Please return exactly the lines from the one containing "Phrase: building facade" through the end of the records, including both.

Provided data section start

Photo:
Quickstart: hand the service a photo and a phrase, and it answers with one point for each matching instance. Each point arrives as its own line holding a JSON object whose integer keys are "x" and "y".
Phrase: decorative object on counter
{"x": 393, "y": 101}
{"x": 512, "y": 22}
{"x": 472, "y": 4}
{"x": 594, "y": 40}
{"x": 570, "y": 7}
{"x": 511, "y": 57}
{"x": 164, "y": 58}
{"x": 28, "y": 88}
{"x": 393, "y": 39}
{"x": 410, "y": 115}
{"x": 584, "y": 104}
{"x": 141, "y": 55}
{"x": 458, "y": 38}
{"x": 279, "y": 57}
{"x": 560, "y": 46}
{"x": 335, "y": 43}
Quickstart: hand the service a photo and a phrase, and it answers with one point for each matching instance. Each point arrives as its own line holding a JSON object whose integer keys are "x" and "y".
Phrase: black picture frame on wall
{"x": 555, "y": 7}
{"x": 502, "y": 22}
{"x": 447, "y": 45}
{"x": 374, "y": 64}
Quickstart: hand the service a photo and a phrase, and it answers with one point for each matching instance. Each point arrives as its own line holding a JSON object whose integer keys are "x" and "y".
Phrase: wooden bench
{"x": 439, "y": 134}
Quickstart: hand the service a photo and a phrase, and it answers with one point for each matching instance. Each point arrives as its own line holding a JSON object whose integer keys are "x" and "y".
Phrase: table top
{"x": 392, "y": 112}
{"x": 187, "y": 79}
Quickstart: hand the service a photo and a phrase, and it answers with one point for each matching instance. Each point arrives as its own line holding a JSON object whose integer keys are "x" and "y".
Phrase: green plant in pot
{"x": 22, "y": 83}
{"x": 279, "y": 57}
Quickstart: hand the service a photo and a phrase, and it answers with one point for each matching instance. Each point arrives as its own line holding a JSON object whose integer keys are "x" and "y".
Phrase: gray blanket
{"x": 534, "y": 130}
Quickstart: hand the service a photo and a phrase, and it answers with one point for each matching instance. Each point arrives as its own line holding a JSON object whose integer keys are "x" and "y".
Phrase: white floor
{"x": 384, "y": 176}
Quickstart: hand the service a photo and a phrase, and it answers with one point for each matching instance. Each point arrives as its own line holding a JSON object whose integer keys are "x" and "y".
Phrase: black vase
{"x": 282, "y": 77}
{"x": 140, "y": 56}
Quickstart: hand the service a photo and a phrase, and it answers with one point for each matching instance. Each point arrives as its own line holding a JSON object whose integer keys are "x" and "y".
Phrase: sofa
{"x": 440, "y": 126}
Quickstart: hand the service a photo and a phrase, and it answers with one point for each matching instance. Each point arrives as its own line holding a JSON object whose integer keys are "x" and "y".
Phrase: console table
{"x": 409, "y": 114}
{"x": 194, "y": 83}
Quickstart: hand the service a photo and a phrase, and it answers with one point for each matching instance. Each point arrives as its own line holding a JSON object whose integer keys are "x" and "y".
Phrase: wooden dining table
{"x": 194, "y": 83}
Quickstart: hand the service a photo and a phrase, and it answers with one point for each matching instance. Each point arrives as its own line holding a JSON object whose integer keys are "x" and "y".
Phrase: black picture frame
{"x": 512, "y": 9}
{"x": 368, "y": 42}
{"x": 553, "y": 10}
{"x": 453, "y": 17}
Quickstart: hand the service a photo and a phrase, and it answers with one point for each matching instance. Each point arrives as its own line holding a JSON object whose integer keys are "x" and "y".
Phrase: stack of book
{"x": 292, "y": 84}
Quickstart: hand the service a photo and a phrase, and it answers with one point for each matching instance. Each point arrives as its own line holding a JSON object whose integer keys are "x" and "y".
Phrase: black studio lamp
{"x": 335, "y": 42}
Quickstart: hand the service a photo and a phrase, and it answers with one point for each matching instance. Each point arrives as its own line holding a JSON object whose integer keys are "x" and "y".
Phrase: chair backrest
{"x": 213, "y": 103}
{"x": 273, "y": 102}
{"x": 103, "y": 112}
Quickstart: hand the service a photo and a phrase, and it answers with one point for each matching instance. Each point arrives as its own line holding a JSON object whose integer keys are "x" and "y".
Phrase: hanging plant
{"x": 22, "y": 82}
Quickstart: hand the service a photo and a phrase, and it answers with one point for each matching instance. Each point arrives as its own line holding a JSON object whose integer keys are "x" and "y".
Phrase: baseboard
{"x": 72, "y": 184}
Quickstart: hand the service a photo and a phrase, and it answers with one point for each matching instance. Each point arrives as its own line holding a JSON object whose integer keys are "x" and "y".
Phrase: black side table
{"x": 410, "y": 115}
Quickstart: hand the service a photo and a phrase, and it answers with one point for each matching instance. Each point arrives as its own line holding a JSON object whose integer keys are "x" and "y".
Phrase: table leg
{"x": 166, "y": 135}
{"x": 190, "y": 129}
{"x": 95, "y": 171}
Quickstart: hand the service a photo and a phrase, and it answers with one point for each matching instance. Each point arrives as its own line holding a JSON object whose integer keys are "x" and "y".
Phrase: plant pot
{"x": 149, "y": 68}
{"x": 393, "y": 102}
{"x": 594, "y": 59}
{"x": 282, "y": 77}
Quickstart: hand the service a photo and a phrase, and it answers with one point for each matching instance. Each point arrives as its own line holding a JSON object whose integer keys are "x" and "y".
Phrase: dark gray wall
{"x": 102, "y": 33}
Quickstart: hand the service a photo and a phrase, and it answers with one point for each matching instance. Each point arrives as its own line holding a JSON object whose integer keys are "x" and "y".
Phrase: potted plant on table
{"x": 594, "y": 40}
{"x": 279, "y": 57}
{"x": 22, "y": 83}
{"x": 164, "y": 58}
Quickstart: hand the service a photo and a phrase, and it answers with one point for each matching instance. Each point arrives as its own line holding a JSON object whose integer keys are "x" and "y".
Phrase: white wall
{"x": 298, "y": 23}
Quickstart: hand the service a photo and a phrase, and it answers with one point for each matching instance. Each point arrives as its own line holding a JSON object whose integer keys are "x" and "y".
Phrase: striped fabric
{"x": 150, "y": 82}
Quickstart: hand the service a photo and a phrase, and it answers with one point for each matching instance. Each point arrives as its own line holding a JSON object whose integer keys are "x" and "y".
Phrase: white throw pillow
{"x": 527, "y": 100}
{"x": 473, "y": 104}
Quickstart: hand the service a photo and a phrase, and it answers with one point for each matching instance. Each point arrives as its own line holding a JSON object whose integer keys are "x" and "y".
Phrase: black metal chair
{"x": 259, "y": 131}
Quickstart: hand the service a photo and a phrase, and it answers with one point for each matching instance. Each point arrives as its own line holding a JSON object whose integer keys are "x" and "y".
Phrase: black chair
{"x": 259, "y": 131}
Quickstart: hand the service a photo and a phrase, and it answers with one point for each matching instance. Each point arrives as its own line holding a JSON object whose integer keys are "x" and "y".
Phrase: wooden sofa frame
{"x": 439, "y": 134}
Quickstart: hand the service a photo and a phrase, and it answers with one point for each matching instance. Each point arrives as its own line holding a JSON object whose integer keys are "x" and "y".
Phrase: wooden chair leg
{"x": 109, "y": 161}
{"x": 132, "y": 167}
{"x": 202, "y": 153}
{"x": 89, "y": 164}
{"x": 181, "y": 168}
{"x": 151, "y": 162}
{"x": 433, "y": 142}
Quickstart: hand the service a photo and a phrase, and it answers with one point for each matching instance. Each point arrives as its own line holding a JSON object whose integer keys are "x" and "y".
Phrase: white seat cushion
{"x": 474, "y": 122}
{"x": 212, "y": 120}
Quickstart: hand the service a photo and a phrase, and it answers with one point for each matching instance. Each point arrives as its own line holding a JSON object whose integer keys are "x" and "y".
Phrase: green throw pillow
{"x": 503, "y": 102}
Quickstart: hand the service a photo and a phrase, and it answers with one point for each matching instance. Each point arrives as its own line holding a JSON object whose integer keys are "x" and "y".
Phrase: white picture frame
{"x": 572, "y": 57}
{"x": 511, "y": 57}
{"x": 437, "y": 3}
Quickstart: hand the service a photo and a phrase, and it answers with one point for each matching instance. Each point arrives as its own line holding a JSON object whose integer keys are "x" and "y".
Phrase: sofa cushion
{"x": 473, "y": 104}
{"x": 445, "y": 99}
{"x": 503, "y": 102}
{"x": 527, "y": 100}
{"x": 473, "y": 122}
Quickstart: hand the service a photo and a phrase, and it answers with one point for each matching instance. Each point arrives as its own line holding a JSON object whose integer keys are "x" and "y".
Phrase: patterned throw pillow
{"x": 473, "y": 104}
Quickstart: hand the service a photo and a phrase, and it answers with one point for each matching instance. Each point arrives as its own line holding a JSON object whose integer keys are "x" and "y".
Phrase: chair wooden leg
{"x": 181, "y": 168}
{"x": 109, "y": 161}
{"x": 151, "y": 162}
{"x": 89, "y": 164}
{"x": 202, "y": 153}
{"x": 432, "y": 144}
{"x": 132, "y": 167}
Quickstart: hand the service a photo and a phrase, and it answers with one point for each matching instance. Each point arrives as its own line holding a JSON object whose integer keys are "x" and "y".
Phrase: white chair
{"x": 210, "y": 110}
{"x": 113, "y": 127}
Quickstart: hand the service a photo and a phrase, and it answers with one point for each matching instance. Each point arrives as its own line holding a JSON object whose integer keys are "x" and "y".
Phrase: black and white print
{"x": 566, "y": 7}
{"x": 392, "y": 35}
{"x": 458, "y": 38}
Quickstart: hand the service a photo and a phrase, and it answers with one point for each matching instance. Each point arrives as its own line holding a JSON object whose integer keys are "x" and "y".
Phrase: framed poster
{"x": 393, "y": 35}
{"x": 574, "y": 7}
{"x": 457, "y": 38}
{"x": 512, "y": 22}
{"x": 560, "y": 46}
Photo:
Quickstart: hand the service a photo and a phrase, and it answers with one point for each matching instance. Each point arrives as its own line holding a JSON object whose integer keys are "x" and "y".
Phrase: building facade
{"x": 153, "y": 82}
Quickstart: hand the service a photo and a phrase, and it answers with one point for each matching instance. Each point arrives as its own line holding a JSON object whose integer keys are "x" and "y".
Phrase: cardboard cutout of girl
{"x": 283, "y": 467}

Provided data section end

• [Solution to this problem]:
Phrase: building facade
{"x": 153, "y": 82}
Quickstart: hand the service a photo and a phrase, and it answers with one point for each matching instance. Each point arrives as its own line holding a JSON object whose integer keys are "x" and "y".
Phrase: cardboard cutout of girl
{"x": 283, "y": 467}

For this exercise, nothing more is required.